— Start of DATA SHOWN —
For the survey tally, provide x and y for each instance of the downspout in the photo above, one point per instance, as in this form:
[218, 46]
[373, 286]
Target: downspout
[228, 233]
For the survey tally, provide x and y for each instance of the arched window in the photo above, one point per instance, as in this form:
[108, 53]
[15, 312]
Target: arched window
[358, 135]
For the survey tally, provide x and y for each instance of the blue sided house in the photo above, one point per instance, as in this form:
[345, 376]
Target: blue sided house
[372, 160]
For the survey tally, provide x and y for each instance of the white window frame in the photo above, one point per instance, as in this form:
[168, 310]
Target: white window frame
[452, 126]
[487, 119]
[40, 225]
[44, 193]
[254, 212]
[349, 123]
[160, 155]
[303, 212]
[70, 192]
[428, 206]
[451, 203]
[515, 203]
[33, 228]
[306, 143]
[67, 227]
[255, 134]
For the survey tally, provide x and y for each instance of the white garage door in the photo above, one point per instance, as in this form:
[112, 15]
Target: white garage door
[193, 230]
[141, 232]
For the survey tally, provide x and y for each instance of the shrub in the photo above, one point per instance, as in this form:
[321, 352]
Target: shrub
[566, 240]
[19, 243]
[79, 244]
— End of DATA SHOWN —
- **PROMPT**
Every line above should be retyped exactly as given.

- **COMPLETE OUTPUT**
For the survey tally, provide x and y for each instance of the downspout in the photo above, one point per instance, as in this form:
[218, 46]
[373, 286]
Target: downspout
[228, 233]
For the survey tally, provide x and y for each instance of the arched window in the photo above, one point per instance, as in this form:
[108, 53]
[15, 312]
Target: arched window
[358, 135]
For the survey tally, provide x and y for each instance of the blue sided house in the photo above, one point per instance, as in this form:
[345, 376]
Target: blue sided house
[372, 160]
For the survey tally, provide x and y for each instance of the white window frame in the photo above, one point per instance, as in this form:
[168, 310]
Target: white window frame
[452, 126]
[487, 119]
[40, 225]
[44, 193]
[254, 212]
[349, 123]
[160, 155]
[303, 212]
[70, 192]
[428, 206]
[451, 203]
[515, 203]
[33, 228]
[306, 143]
[67, 227]
[255, 134]
For the survey tally, provide x and y for each instance of the white garage door in the photo above, one point per instance, as in this form:
[112, 15]
Target: white garage door
[193, 230]
[141, 232]
For the survey tally, provide x and y for each instance of the shrub in the photo above, one point per instance, as in this form:
[321, 352]
Target: shrub
[566, 240]
[19, 243]
[79, 244]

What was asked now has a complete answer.